» PROBLEM TO WORK ON: Please copy every line from the following entries in which the word "garage" appears.

• • • •

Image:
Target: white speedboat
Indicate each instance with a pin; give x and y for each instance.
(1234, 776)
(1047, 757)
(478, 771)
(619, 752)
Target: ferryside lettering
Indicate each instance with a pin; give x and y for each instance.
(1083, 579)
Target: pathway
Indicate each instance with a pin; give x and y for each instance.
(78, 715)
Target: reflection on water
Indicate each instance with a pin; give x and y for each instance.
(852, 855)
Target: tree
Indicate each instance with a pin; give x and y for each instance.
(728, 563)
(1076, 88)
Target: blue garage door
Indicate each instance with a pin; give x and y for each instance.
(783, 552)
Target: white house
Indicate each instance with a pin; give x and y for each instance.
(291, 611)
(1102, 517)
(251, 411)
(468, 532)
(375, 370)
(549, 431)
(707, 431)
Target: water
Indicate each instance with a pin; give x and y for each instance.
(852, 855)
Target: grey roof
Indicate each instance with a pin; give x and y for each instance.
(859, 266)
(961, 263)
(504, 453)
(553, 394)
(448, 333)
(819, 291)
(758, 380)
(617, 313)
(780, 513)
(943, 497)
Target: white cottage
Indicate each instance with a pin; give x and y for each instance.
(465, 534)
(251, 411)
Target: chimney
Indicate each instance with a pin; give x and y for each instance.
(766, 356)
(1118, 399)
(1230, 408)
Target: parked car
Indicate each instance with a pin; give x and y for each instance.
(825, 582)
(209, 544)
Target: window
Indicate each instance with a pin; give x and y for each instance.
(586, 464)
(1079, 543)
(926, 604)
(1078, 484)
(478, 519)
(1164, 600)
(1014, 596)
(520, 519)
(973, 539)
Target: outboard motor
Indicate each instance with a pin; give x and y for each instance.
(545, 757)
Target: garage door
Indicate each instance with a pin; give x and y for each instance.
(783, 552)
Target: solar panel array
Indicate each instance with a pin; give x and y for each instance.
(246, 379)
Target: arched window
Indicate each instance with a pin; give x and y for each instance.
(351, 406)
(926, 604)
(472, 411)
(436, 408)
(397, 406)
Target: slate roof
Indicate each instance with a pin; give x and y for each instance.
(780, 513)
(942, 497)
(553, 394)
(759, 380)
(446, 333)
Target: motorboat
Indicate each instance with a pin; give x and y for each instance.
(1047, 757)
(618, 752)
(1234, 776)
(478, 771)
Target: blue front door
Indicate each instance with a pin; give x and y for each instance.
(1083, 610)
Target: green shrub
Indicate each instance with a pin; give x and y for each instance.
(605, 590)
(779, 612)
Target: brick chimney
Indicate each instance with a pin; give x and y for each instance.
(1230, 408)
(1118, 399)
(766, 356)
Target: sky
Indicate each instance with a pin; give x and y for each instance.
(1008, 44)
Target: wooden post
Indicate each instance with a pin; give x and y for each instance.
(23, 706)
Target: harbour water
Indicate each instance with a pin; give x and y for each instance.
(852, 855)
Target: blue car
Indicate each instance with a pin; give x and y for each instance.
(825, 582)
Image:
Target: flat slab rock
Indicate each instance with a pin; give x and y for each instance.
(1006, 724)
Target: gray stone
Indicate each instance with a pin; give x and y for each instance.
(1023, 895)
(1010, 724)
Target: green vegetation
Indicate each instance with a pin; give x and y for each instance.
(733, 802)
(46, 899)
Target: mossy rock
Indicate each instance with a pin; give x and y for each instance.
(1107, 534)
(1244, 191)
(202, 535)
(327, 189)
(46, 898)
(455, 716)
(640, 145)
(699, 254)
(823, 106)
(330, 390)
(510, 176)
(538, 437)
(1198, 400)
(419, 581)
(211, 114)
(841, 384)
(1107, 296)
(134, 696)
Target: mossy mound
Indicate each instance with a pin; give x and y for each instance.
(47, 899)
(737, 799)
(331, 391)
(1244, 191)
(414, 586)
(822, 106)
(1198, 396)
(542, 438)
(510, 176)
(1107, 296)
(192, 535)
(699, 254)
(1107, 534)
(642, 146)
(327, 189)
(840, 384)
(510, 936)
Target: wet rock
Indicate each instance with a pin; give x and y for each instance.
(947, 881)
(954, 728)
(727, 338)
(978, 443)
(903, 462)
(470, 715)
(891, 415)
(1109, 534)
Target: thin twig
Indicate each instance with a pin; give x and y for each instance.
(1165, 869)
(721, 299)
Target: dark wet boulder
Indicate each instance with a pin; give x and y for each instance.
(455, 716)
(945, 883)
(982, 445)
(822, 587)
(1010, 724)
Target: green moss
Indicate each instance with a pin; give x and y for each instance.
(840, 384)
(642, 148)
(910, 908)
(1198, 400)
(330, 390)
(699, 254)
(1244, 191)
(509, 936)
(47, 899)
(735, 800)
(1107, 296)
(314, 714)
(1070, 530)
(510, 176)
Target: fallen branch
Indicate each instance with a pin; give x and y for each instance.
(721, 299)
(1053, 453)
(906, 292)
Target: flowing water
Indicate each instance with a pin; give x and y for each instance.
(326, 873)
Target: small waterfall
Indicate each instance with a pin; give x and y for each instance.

• • • •

» RESPONSE TO THE TASK:
Target: blue garage door
Target: garage door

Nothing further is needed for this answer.